**TEXTE SOURCE:**
________________

On a également un nivellement des événements dans un temps arasé : Il situe la mort de sa mère la veille alors que ce jour était celui de son enterrement : « depuis hier », et a recours au passé composé, avec succession d’actions accomplies déroulées comme dans un compte rendu de faits, d’actions non commentées et non analysées .

c) La résurgence de l’insignifiance des événements, des réactions, des sentiments

Meursault repense au mécontentement de son patron alors qu’il vient d’être plongé dans le malheur. Tout se passe comme si ce qui lui arrive est le plus naturel du monde et est insignifiant : « Cela ne signifiait rien ». Aussi Sartre peut-il comparer Meursault à un homme vu derrière une cloison vitrée dont les gestes paraîtraient absurdes, sans signification : « une conscience transparente aux choses et opaque aux significations. »

________________

**JEU DE DONNÉES:**
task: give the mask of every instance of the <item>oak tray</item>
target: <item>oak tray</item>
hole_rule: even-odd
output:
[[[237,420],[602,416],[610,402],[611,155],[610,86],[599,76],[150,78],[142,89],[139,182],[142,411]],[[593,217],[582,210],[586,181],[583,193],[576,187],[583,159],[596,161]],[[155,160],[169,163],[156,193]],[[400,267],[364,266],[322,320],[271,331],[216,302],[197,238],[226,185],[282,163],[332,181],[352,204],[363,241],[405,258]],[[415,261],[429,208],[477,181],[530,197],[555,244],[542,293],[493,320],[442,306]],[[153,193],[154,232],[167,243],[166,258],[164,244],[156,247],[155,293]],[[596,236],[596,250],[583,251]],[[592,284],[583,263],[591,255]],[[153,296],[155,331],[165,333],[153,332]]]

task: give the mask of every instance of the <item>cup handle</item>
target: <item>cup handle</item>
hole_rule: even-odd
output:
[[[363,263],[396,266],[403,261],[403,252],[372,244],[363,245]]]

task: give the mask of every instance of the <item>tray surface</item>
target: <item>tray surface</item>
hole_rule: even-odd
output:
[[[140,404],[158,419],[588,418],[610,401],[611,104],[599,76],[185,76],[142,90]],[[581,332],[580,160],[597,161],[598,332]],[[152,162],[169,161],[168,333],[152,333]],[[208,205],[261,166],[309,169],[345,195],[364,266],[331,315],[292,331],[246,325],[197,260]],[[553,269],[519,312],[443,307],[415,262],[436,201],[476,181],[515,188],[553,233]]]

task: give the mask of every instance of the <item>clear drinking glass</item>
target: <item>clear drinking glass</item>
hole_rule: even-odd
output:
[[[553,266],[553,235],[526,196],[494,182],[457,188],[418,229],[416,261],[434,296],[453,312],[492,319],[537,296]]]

________________

Poursuivez le texte sur Meursault à la suite de sa dernière phrase. Les données n'ont aucun lien avec le texte sur Meursault.

**RÉSULTAT OBTENU:**
(Transition) Plus sensuel que sentimental, indifférent et d’une certaine manière insensé, Meursault est bel et bien étranger. Mais n’est-il pas plus complexe qu’il n’y paraît ?

III. Meursault : un être primitif ou un personnage en quête de sens et d’authenticité ?

S’il n’exprime jamais de sentiments, il n’en est peut-être pas totalement dépourvu et son étrangeté n’a peut-être d’égal que celle de la société elle-même.

a) Le sentiment de culpabilité : une preuve d’amour ?

Le sentiment de culpabilité est énoncé puis, d’une certaine façon refoulé par la généralisation : « De toute façon, on est toujours un peu fautif » : présence du pronom impersonnel « on », ainsi que du présent de vérité générale, associé à la locution adverbiale.

Cependant, en cherchant à se persuader de son innocence, ne donne-t-il pas à voir l’affection qu’il porte à sa mère ? Il ne serait donc pas indifférent et ce serait même là le seul sentiment qui transparaîtrait dans l’extrait. De même en est-il de la désignation enfantine de sa mère par le mot « maman » .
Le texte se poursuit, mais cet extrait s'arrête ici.